■ **WRITTEN REQUEST 1**
In the records, repeat the lines from the line with "Instruction for this HIT: find and box each concrete" to the line with "266 238 330 259", both included, keeping the request lines as they are. Multiply each bounding-box coordinate in the answers by 0.25 and round to a whole number, with halves rounded up.

■ **EXCERPT PROVIDED**
--------------------------------------------------

Coder Social home page Coder Social logo

Question: Working on Kafka protocol, what're good ways to work with a protocol with almost 400 payload types? about bedrockframework HOT 17 CLOSED

davidfowl avatar davidfowl commented on May 25, 2024 6
Question: Working on Kafka protocol, what're good ways to work with a protocol with almost 400 payload types?

from bedrockframework.

Comments (17)

AndyPook avatar AndyPook commented on May 25, 2024 3

Hey, thanks for checking in...

Both Tim and I are no longer working for clients that use Kafka. So a lot of the motivation has gone.
Sad as I was learning things, but other pressures have pushed this way down on "the list".

Speaking only for my own work, https://github.com/AndyPook/A6k.Kafka made some decent progress. It can talk to a broker, process responses etc. I was working on the group management part. All of which was really "just code" nothing to do with bedrock. Trying to understand the Kafka message flows was a bit of a challenge :) I was in the process of testing the Consumer Group bits which would have meant it was close to having a "real" consumer that would have played nice with the Confluent.Kafka clients. I mean you could have had a6k and confluent clients in the same consumer group. Quite exciting!

From a bedrock pov, I think the approach was pretty reasonable. The IValueTaskSource stuff is interesting. Though it need pushing through to other parts. Otherwise, once you have an appropriate message loop working and you can move up an abstraction layer or two then it's really just "normal" coding. It's amazing being able to write that sentence. Being able to write a handful of classes to deal with raw sockets is a great sign that the underlying framework is in good shape.

The bits that were frustrating was down to the Kafka protocol. It needs a lot of blocks to be written so you can scan back and gzip or generate a crc, then write that via bedrock. It makes the code look quite messy. There isn't a "nice" pattern (at least there wasn't at that point).

Feel free to take whatever you want from a6k. Feel free to ask questions. Maybe I'll refind some motivation :)

One other thing that did come out of this small experience was an even greater respect for anyone that runs an OSS project.
To anyone that reads this... please be nice to the maintainers!!

from bedrockframework.

AndyPook avatar AndyPook commented on May 25, 2024 2

I managed to get Fetch to work!!!
The doc lies!! (at least there's plenty of room for interpretation).

RecordSet is tricky. It contains arrays but some of them has no count prefix. You just keep reading until you've consumed the specified number of bytes.

--------------------------------------------------

■ **INPUT RECORDS**

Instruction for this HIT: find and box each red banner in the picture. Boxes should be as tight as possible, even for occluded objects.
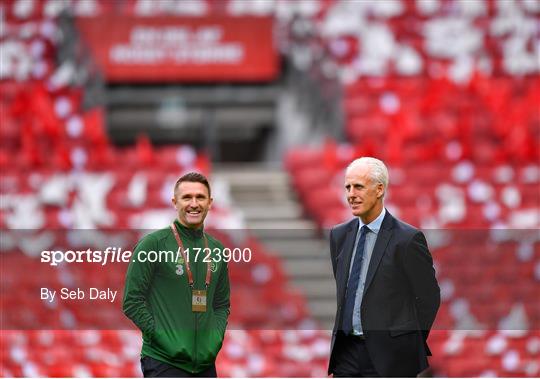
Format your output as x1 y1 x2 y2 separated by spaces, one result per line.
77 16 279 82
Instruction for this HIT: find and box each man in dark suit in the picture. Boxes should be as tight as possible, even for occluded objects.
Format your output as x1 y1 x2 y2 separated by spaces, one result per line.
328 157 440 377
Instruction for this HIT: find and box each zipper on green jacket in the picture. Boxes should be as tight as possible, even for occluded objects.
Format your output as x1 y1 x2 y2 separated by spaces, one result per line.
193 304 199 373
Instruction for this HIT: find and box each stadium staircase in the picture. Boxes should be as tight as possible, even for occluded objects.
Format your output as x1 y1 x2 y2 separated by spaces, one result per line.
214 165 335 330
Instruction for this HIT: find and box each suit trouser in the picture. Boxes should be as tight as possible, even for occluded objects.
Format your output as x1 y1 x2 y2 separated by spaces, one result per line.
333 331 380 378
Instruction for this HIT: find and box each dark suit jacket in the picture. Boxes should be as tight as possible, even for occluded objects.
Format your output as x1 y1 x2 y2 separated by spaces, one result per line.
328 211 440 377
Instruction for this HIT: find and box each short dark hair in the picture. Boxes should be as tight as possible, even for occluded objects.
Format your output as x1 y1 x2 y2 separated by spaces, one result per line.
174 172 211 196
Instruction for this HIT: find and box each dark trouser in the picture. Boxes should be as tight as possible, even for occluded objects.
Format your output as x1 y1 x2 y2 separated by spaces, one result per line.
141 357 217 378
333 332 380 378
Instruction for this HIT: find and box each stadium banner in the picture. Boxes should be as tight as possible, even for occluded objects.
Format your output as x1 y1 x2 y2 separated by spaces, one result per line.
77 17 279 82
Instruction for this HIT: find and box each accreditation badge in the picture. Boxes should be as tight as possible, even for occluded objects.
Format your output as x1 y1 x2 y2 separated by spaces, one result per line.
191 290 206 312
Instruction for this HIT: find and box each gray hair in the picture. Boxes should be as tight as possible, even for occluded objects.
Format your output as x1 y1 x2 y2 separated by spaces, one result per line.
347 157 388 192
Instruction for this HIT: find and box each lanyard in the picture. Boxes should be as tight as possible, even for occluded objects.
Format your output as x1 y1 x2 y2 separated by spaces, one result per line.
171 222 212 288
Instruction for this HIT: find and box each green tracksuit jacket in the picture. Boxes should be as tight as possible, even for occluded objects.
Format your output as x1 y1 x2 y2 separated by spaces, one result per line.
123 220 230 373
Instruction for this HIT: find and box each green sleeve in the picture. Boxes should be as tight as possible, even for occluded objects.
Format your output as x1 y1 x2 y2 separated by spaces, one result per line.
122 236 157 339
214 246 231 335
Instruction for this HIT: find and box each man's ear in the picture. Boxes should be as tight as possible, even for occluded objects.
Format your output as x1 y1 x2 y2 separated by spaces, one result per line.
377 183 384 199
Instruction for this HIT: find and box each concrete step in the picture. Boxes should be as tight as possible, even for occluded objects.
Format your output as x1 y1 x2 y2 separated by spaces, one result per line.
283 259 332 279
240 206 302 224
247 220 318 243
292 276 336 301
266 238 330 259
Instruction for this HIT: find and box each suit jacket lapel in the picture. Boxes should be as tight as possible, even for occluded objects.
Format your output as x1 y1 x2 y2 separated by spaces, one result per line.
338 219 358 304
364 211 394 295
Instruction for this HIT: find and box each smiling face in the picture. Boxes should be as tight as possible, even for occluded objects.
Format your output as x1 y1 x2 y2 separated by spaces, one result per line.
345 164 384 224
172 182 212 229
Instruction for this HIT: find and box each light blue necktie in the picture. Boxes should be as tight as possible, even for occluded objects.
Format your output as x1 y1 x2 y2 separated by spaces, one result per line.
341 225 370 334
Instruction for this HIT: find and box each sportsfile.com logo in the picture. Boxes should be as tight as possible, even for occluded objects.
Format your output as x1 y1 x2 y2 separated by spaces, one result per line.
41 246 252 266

--------------------------------------------------

■ **WRITTEN REQUEST 2**
Using the forum thread about the Kafka protocol, decide whether each statement agrees with it, answering yes or no and quoting the deciding words: (a) AndyPook and Tim no longer work for clients that use Kafka; (b) every array in a RecordSet has a count prefix; (c) AndyPook got Fetch to work.

■ **TASK SOLUTION 1**
Instruction for this HIT: find and box each concrete step in the picture. Boxes should be as tight as possible, even for occluded objects.
Format your output as x1 y1 x2 y2 separated by spaces, one result per line.
71 65 83 70
60 52 76 56
62 55 80 61
73 69 84 75
67 60 83 65

■ **TASK SOLUTION 2**
(a) Yes: "Both Tim and I are no longer working for clients that use Kafka."
(b) No: "It contains arrays but some of them has no count prefix."
(c) Yes: "I managed to get Fetch to work!!!"